* _Excerpt provided_:
====
I had experience of an Airbnb rented flat in a block where short lets were banned under the lease. The owner was fully aware of this fact and kept denying the property was rented out on Airbnb, despite the property being advertised openly on the website. Airbnb takes no action in these situations. In our case, it took over two years for the owner to be forced to abandon Airbnb, despite his flat being the only short let in the block. People were coming and going every few days, and wear and tear on the communal areas and concern for security were considerable.
The only action which reined in the current leaseholder was a threat by the excellent managing agent to go to court to get him to forfeit the lease. HMG have previously said this option will be banned, so I wonder how such situations could be resolved in the future. I would retain the nuclear option of forfeiture but exclude it for death and other relatively minor transgressions.
My Lords, I have also put my name to Amendment 203 and I declare a non-financial interest as chair of the Property Institute, which favours regulation of all property agents, as the noble Lord, Lord Best, has said. Amendment 203 is about safety, security and the good management of people’s homes. I think we all agree that residents deserve to be safe in their homes, but in rented accommodation it is impossible for residents to do everything themselves, because the building and the environment are actually owned and managed by the landlord.
The noble Lord, Lord Young, intimated that, in the case of social housing, it actually took the death of Awaab Ishak to bring forward mandatory qualifications for those who manage social property. As he said, however, there is no equivalent for private property, where unqualified and even rogue agents take responsibility for vital parts of the building’s upkeep, its safety, its access, its insurance and its legality. Unlike other professions handling legal and financial transactions, most of which are regulated, there are no mandatory qualifications or any minimum requirements for property agents, even when they are managing the money of assured tenancies. The absence of regulations clearly can lead to the mismanagement of deposits and rents and legal non-compliance, very often through ignorance rather than wickedness.
Managing shared buildings, particularly tall ones, is extremely complicated and demanding, and growing more so. There are a lot of new energy-efficient rules, quite rightly; there are increasing tenant demands for involvement, quite rightly; there is the rising cost of insurance; and there is more focus on legislation on health and safety, particularly after Grenfell. All these are complicated issues that need to be handled by a professional in the private rented sector, which houses, of course, many vulnerable people.
The private rented sector is often the home of people who can least afford to pay for any additional services, and, if they are paying too much in rent, they cannot even heat the property, and that can be because of mismanagement. It should be obvious without, I hope, having to wait for a death in the private rented sector, that all managing agents looking after homes should be properly competent and qualified. It is a job for professionals, not amateurs.
====
* _Information supplied_:
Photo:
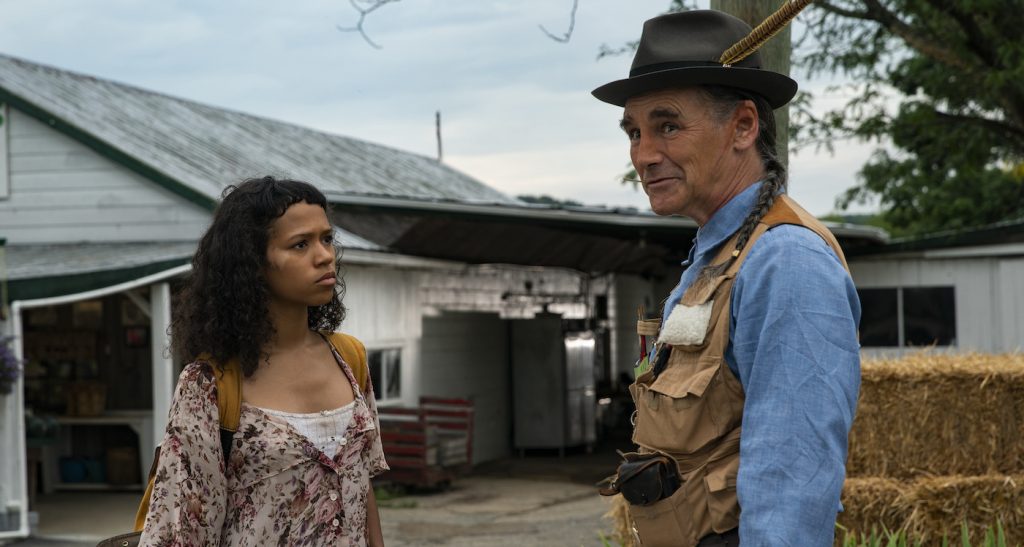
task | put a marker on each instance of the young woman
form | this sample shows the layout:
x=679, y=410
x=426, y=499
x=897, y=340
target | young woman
====
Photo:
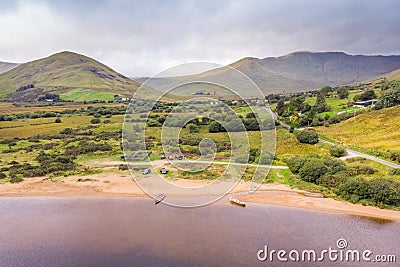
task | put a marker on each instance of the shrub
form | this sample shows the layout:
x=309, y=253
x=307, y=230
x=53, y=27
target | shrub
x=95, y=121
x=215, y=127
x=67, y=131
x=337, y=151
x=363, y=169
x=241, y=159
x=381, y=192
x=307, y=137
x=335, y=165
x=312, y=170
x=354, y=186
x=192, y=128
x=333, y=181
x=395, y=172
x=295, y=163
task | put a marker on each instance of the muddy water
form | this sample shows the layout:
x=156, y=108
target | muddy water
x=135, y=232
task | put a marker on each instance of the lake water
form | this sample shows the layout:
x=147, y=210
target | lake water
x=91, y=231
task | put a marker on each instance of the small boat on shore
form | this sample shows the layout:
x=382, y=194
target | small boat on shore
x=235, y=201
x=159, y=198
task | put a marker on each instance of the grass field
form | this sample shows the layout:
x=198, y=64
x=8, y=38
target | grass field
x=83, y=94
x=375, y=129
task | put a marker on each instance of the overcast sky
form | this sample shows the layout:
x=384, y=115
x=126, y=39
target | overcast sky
====
* _What to do_:
**A.** Which developments does the excerpt on property agents say are making shared buildings harder to manage? List them all.
**B.** Retype the part of the excerpt on property agents that opens with the words containing "The noble Lord, Lord Young, intimated" and closes with "rather than wickedness.".

* _Per-task outputs_:
**A.**
- New energy-efficient rules
- Increasing tenant demands for involvement
- The rising cost of insurance
- More focus on legislation on health and safety

**B.**
The noble Lord, Lord Young, intimated that, in the case of social housing, it actually took the death of Awaab Ishak to bring forward mandatory qualifications for those who manage social property. As he said, however, there is no equivalent for private property, where unqualified and even rogue agents take responsibility for vital parts of the building’s upkeep, its safety, its access, its insurance and its legality. Unlike other professions handling legal and financial transactions, most of which are regulated, there are no mandatory qualifications or any minimum requirements for property agents, even when they are managing the money of assured tenancies. The absence of regulations clearly can lead to the mismanagement of deposits and rents and legal non-compliance, very often through ignorance rather than wickedness.